- _Extract_:
------------------------------------
The correlation of the frequency with the various parameters in this state is much stronger when the individual flare 5B is considered (Table 3). The frequency scales very strongly with the R_in and inversely with the T_in. Therefore, in the course of the evolution of the disc, the QPO frequency decreases as the disc extends inwards and subsequently the inner disc temperature T_in rises. The correlation of the frequency with power law index, Γ, is very strong, but weaker in comparison to the correlation with the inner disc parameters. The frequency is also very strongly correlated to the diskbb flux and strongly anticorrelated to the power law flux.

6.2 Twin QPO state

The twin QPO state show very distinct behavioural features of the two frequencies. The two frequencies show a weak anticorrelation (SRC=−0.56) between themselves. The behaviour of the higher frequency (7–18 Hz) is somewhat similar to the single QPO frequency, with the SRC coefficient being less significant as the scatter of the parameters is more in the twin QPO state. None the less, the frequency scales with the inner disc radius R_in and inversely so with the inner disc temperature T_in. But, the correlation of the frequency is highest with the power law index, Γ. This is in contrast to the single QPO state. This frequency is also correlated with the diskbb flux, but with the power law flux the SRC coefficient value depicts a lack of correlation, hinting at a high scatter of this quantity w.r.t the frequency (but it is definitely not anticorrelated, as was the case for the single QPO state). The D-parameter suggest this frequency is correlated to the T_in and the diskbb flux by the parameter R_in.
------------------------------------
- _Rows from a pointing dataset_:
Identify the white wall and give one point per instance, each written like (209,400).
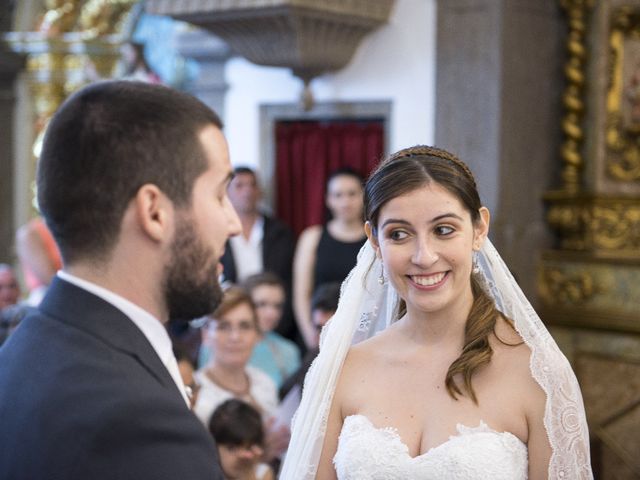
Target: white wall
(395,62)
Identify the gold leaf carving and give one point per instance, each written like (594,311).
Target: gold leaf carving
(623,96)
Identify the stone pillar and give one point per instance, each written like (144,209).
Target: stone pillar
(497,104)
(211,53)
(10,65)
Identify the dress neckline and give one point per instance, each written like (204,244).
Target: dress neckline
(462,430)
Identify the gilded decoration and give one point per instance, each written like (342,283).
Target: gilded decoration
(572,98)
(73,42)
(584,292)
(623,96)
(606,226)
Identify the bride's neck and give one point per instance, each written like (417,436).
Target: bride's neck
(228,375)
(437,328)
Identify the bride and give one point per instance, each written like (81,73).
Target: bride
------------------------------------
- _To be done_:
A - Convert the entries, everything from the line containing "Identify the gilded" down to the last entry, into a Markdown table with the columns Row and Line. Leave out blank lines.
B - Carry on the passage about QPO frequency correlations from its last sentence.
The text and the entries have nothing to do with each other.

- _Task-by-task results_:
A -
| Row | Line |
|---|---|
| 1 | Identify the gilded decoration and give one point per instance, each written like (342,283). |
| 2 | Target: gilded decoration |
| 3 | (572,98) |
| 4 | (73,42) |
| 5 | (584,292) |
| 6 | (623,96) |
| 7 | (606,226) |
| 8 | Identify the bride's neck and give one point per instance, each written like (417,436). |
| 9 | Target: bride's neck |
| 10 | (228,375) |
| 11 | (437,328) |
| 12 | Identify the bride and give one point per instance, each written like (81,73). |
| 13 | Target: bride |

B -
The lower frequency (4–6 Hz) does not correlate with the model parameters (Table 3), although it forms a separate tight cluster in the scatter diagram (Fig. 8). Intriguingly, the flux of the model components, however, are strongly anticorrelated to this frequency.

7 EVOLUTION OF THE ACCRETION STATES

Given the results obtained in the previous sections, it is interesting to note the evolution of the structure of the accretion disc. Starting from the quiescent state, the steady build-up of both the flares 5A and 5B (Fig. 2) result in the standard Shakura–Sunyaev disc extending slowly inwards, along with the presence of the Comptonizing cloud (the power law component). The flares 5C, 5D and 5E also behave in the same manner. But for flares 5A and 5B the rise of the flare does not stop with the luminosity peaking at ∼0.4 Crab flux (like it does for flares 5C, 5D and 5E), but continues to increase. This most likely leads to the QPO states when the applicability of the geometrically thin disc model becomes entirely infeasible.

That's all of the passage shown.